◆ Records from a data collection
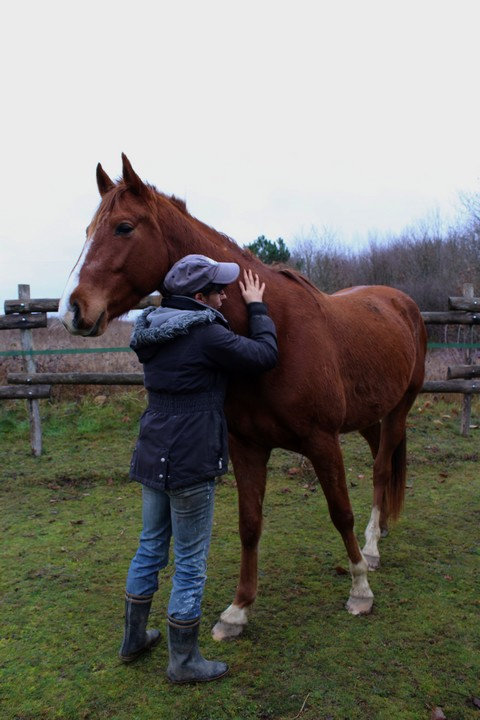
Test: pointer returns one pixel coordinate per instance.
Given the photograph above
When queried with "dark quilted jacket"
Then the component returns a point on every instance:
(188, 352)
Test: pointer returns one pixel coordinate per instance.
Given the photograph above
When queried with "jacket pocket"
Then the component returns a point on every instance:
(150, 463)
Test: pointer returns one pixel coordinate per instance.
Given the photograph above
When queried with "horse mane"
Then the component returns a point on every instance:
(179, 203)
(300, 279)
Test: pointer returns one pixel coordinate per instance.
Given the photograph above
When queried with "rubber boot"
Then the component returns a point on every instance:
(186, 662)
(137, 639)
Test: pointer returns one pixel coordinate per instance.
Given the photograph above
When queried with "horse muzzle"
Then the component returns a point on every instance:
(82, 321)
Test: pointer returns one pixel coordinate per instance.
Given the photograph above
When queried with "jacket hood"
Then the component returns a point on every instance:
(156, 326)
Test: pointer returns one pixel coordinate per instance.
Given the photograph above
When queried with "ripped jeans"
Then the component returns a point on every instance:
(187, 513)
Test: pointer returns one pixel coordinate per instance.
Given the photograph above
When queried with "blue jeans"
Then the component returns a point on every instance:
(187, 513)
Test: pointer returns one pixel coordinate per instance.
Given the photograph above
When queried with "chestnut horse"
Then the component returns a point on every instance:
(349, 361)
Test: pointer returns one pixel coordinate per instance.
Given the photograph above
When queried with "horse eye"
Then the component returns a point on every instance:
(123, 229)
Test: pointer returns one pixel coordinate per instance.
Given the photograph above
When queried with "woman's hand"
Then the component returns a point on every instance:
(251, 289)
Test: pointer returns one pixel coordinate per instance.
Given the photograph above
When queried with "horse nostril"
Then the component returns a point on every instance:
(76, 315)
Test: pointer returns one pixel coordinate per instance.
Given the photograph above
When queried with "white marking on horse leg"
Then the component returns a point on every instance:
(372, 536)
(231, 624)
(64, 308)
(360, 601)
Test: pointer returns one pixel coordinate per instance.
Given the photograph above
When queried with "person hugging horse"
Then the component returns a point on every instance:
(188, 351)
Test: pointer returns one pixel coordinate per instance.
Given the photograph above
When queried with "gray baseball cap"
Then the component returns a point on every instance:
(193, 272)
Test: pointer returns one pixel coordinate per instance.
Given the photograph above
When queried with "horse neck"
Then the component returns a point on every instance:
(185, 235)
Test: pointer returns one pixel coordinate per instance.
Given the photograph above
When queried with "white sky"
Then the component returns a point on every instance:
(268, 117)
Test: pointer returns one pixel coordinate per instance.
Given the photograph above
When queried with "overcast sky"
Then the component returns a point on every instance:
(267, 117)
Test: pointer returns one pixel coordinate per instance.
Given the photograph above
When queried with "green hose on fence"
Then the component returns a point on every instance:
(79, 351)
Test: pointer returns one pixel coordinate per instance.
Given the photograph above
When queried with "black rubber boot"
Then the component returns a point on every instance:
(137, 639)
(186, 662)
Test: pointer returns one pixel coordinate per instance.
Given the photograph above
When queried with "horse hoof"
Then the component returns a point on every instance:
(372, 561)
(359, 606)
(226, 631)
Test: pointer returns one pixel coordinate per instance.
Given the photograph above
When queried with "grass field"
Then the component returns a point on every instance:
(70, 523)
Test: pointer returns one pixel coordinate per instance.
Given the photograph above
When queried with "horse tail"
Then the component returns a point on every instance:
(395, 488)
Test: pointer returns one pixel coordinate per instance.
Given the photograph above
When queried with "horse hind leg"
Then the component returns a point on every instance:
(326, 457)
(250, 467)
(373, 531)
(388, 446)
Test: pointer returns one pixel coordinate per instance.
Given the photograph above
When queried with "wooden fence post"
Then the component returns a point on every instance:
(467, 399)
(33, 406)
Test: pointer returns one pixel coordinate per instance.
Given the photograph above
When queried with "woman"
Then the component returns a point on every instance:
(187, 350)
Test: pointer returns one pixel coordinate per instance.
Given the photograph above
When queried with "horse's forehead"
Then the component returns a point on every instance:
(115, 207)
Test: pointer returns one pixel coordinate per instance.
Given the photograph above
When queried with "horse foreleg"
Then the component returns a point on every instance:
(250, 468)
(326, 457)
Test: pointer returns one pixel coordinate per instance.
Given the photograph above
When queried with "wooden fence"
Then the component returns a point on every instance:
(26, 314)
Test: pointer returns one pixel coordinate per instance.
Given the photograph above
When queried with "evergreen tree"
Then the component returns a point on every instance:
(269, 251)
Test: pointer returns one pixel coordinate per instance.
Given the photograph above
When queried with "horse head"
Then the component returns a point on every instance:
(123, 258)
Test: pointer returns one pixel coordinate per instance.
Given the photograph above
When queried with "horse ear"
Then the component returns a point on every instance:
(131, 178)
(103, 181)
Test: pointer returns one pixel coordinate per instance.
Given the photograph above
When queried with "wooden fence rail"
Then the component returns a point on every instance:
(26, 314)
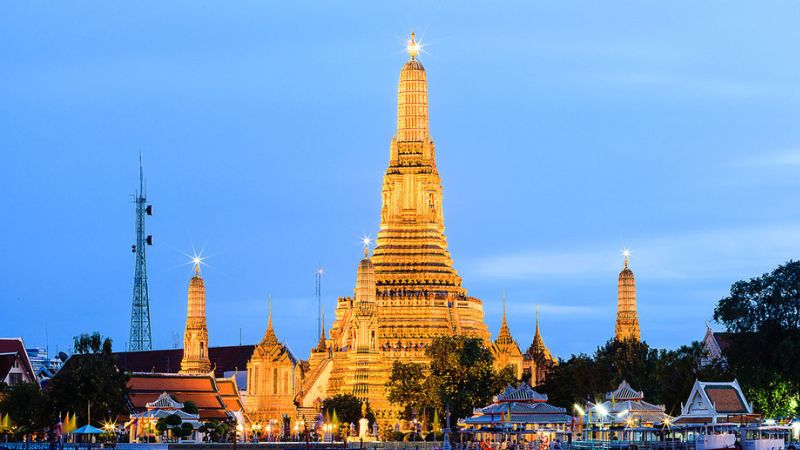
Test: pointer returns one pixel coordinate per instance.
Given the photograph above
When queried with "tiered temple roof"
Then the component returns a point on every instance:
(625, 405)
(519, 407)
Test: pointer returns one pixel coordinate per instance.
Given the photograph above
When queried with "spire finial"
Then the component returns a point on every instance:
(504, 306)
(413, 47)
(366, 240)
(269, 308)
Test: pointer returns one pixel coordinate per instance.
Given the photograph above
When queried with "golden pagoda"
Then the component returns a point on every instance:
(505, 349)
(407, 291)
(538, 358)
(195, 338)
(627, 317)
(270, 378)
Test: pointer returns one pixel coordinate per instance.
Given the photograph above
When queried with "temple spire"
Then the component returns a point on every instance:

◆ TASK REQUIREMENTS
Filter the listing above and copy out every line that contains the string "jacket".

◆ FINISHED TASK
When queried with "dark quilted jacket"
When queried with "jacket pocket"
When queried with "jacket hood"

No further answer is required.